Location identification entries
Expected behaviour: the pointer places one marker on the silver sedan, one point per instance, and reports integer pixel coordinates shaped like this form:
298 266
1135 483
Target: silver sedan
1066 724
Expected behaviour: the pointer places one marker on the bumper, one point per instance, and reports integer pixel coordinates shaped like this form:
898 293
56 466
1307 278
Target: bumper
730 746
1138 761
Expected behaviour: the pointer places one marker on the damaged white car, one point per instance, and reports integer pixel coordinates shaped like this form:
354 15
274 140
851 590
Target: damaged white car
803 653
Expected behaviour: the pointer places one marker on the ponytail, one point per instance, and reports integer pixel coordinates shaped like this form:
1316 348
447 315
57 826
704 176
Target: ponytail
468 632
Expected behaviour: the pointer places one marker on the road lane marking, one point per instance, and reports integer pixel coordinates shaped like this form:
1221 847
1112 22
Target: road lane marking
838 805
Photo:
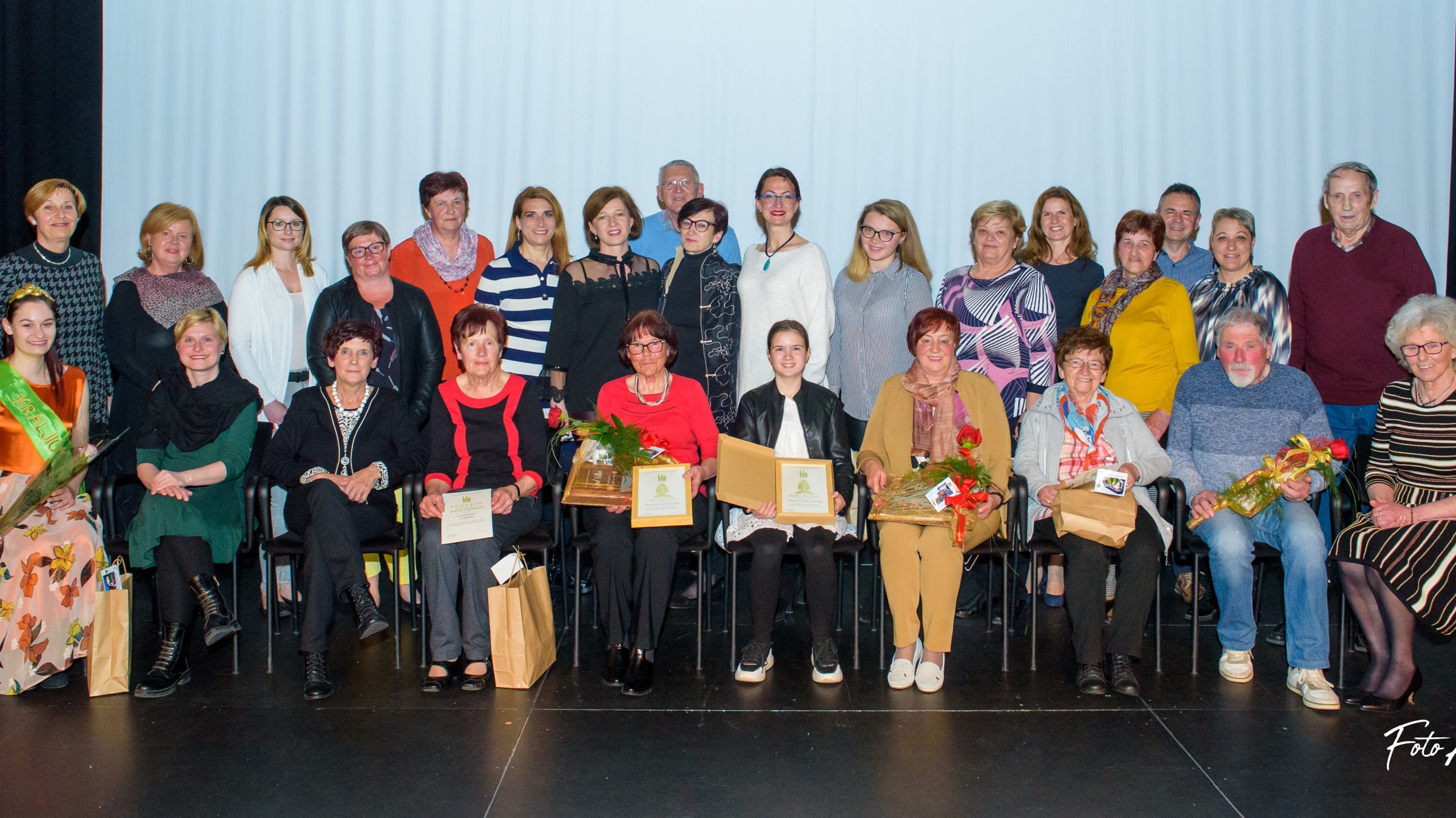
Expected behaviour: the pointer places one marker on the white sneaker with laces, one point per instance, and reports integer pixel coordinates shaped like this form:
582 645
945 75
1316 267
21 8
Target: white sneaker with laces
1236 666
902 671
1312 688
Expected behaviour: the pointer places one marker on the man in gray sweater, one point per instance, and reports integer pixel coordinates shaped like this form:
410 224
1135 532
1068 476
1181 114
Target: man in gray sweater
1228 415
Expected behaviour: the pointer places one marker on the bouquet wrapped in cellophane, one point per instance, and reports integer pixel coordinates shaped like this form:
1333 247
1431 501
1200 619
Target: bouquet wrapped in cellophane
905 500
602 469
57 472
1256 491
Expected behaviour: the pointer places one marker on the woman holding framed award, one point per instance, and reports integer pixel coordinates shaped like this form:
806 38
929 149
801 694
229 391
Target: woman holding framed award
487 434
634 565
49 595
915 421
806 421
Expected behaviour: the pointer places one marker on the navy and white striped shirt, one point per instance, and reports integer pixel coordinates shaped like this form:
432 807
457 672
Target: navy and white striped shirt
525 295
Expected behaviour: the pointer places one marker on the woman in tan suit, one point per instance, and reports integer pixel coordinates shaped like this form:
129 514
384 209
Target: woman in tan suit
915 421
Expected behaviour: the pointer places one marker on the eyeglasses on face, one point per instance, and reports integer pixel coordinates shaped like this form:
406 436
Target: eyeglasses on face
372 249
885 235
699 224
650 347
1413 350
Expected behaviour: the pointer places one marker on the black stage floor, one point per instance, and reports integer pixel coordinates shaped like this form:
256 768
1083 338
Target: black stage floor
989 744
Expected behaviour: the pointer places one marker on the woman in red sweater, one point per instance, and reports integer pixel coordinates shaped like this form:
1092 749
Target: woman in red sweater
634 566
445 258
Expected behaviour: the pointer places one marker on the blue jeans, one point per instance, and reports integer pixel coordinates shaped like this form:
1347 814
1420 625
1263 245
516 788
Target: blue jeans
1347 423
1304 551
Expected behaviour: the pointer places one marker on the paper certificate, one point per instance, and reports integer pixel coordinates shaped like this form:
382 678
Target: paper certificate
806 491
660 495
468 517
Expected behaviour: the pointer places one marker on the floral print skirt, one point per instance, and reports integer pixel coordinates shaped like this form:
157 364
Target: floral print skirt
49 569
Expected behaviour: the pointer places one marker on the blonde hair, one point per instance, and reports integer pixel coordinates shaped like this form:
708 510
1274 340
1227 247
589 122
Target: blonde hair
162 217
200 317
42 190
911 251
558 242
303 252
1039 248
998 209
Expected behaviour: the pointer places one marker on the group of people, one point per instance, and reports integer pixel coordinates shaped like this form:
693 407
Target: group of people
436 355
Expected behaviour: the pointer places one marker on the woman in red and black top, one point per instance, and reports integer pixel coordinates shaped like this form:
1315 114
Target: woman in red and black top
485 433
634 566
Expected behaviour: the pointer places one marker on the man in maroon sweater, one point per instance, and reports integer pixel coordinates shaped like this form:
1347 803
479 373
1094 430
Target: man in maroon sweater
1346 281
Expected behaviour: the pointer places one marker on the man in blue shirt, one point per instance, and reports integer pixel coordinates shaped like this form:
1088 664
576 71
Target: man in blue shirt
678 184
1183 261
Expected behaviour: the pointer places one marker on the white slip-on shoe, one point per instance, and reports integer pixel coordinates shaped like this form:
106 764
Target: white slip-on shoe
902 671
929 676
1236 666
1312 688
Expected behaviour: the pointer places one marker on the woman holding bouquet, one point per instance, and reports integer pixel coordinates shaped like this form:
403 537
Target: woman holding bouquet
193 446
49 593
634 566
916 421
1078 426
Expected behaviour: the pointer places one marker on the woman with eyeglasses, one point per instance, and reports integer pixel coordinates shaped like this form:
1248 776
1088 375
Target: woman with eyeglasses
413 357
785 277
701 300
886 283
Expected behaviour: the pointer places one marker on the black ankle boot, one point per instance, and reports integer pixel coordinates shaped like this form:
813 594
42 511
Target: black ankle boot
366 613
171 667
317 676
217 622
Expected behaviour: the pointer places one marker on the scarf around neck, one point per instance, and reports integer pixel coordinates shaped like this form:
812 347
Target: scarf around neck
1108 306
434 252
169 297
934 430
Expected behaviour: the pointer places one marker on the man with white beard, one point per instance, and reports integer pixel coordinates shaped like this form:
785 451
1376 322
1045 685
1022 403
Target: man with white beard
1228 415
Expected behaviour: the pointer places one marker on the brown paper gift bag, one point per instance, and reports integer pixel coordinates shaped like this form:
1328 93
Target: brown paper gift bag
108 660
523 629
1101 518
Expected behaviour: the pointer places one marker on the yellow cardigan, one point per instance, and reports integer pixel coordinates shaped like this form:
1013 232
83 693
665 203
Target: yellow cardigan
887 435
1154 341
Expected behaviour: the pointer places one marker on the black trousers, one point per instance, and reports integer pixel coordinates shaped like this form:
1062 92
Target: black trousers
1087 588
178 561
334 529
634 572
816 546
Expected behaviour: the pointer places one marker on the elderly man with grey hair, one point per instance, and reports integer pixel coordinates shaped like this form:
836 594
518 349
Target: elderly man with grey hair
1228 415
678 184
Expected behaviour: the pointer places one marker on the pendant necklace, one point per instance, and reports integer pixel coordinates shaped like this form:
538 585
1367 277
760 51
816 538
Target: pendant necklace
769 256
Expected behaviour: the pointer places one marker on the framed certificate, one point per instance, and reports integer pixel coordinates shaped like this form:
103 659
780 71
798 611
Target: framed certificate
660 495
467 517
806 491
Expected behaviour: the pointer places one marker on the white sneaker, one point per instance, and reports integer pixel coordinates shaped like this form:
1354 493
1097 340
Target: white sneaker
902 671
929 676
1314 688
1236 666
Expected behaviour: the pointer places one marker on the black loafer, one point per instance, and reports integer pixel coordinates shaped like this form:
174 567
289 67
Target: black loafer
615 666
639 674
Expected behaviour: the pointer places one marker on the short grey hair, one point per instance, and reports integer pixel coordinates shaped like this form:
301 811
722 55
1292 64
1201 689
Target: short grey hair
678 164
1355 166
1239 317
1436 312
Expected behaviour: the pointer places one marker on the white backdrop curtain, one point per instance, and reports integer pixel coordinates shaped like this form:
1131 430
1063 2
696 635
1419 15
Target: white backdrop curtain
346 104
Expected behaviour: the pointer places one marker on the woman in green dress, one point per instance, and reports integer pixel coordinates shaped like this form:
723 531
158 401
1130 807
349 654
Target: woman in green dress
194 443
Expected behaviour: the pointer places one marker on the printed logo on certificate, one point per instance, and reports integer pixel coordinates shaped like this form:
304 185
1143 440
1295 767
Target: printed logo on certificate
806 491
660 495
468 517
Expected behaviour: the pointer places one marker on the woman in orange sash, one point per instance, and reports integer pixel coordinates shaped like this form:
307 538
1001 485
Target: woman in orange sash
49 561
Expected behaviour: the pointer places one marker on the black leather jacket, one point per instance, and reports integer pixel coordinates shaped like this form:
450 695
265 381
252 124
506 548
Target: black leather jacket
761 412
421 358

-- WRITTEN REQUEST --
Starting at the line that contains "Expected behaviour: the pointer places one marker on the printed", repeat each line exactly through the last one in the listing. Include both of those lines and nothing more.

-- EXERCISE RESULT --
Expected behaviour: the pointer places one marker on the printed logo on certificate, one point per instance, and reports integer pixel coordinates shaped like this form:
304 185
1143 440
1295 767
Target: printed logo on certificate
806 491
660 495
468 517
Expected behaviour: the pointer places one marker on the woman in orange sash, one point per instance, and reports integer pixel coordinates shaped like this form:
307 538
1001 485
Target: woman in orange sash
49 561
Expected behaviour: the pointer places one marker on the black leather jacket, one point per instance, and reports integer pixel coordinates shaped like this form:
450 695
265 381
252 124
506 548
Target: black leather jacket
761 412
421 358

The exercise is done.